(INPUT FOR THIS TASK Opens)

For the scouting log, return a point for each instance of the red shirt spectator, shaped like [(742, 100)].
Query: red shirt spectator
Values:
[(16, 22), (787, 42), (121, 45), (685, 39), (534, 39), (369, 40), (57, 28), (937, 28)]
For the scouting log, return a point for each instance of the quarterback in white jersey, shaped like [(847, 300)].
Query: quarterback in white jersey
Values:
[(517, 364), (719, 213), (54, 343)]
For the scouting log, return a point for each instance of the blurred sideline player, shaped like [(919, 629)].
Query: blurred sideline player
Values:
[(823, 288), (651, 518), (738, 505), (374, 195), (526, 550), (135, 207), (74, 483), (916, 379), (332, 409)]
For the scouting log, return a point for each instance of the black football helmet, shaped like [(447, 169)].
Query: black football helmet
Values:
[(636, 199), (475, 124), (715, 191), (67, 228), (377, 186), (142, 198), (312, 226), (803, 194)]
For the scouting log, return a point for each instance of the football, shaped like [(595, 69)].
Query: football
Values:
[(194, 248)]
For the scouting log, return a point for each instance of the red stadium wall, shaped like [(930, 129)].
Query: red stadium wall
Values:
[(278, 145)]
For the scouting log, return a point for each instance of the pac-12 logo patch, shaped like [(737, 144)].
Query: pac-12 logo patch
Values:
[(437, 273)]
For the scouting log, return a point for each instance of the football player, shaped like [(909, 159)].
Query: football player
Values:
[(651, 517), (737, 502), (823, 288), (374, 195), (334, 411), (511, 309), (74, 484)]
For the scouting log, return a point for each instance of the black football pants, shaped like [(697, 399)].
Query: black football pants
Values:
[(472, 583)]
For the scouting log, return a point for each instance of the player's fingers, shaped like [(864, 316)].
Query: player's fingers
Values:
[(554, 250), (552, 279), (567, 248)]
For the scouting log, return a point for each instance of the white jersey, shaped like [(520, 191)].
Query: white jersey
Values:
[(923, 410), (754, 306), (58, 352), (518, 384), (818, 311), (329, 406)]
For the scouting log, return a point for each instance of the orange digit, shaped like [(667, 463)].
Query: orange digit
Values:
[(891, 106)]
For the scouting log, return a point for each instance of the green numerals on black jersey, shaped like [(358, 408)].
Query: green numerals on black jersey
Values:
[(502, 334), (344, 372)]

(INPUT FOR THIS TASK Closes)

Nothing should be omitted or altered. Retype the records exactly.

## ANSWER TO THIS PROBLEM
For the scouting log, return a point for each instance of the red shirt spectator, shaped like [(742, 100)].
Query: red shirt spectator
Values:
[(16, 22), (787, 42), (121, 45), (685, 39), (534, 39), (369, 40), (57, 28), (937, 28)]
For the scouting log, return a point for each instance of the quarterback in white jersey, shaped like [(847, 300)].
Query: quarterback in white jersey
Values:
[(517, 364), (719, 213), (54, 343)]
For the scouting log, return a point for each instance of the blurred sideline player, shaped like [(919, 629)].
Query: blurred sideline player
Values:
[(823, 288), (651, 518), (738, 505), (374, 195), (526, 550), (135, 207), (74, 483), (916, 379), (332, 409)]
For the scouting log, return a point for each instance of the black football helmet, shaped like [(447, 169)].
Query: black football helmet
Values:
[(636, 199), (475, 124), (715, 191), (67, 228), (377, 186), (142, 198), (312, 226), (803, 194)]
For the scouting log, return a point for each instance of the football, shaped like [(595, 69)].
Query: football
Values:
[(194, 248)]
For the scouting log, return a point for each instance of the red stadium wall, shaped like [(930, 129)].
Query: red stadium wall
Values:
[(278, 145)]
For the scouting log, return a point for each instance of the pac-12 logo patch, shaped like [(737, 144)].
Query: pac-12 logo patch
Values:
[(437, 273)]
For the scouting log, return a point for each instance of the football player, shaped like [(909, 159)].
Query: football player
Values:
[(651, 517), (737, 502), (823, 288), (374, 195), (334, 411), (511, 309), (74, 484)]
For the scouting log, return a point for each instance of the black football pants, shaped like [(697, 399)].
Query: black football pants
Values:
[(472, 583)]
For the scouting log, return a point for each instance of the player's fingers, shaped like [(864, 316)].
Query: player's fingers
Values:
[(554, 250), (552, 279), (567, 248)]
For the scouting log, return a point for each instance of the white jersey, shaped like [(520, 191)].
Query: white jersey
Values:
[(923, 410), (754, 306), (58, 352), (518, 384), (818, 311), (329, 406)]
For the scouting log, return a point for each instance of the orange digit, shaped like [(667, 463)].
Query: orange digit
Values:
[(891, 106)]
For the scouting log, return a point for each instance of the green numerals on black jersey, shaped like [(358, 408)].
Query: green numerals on black jersey
Values:
[(502, 334), (344, 372)]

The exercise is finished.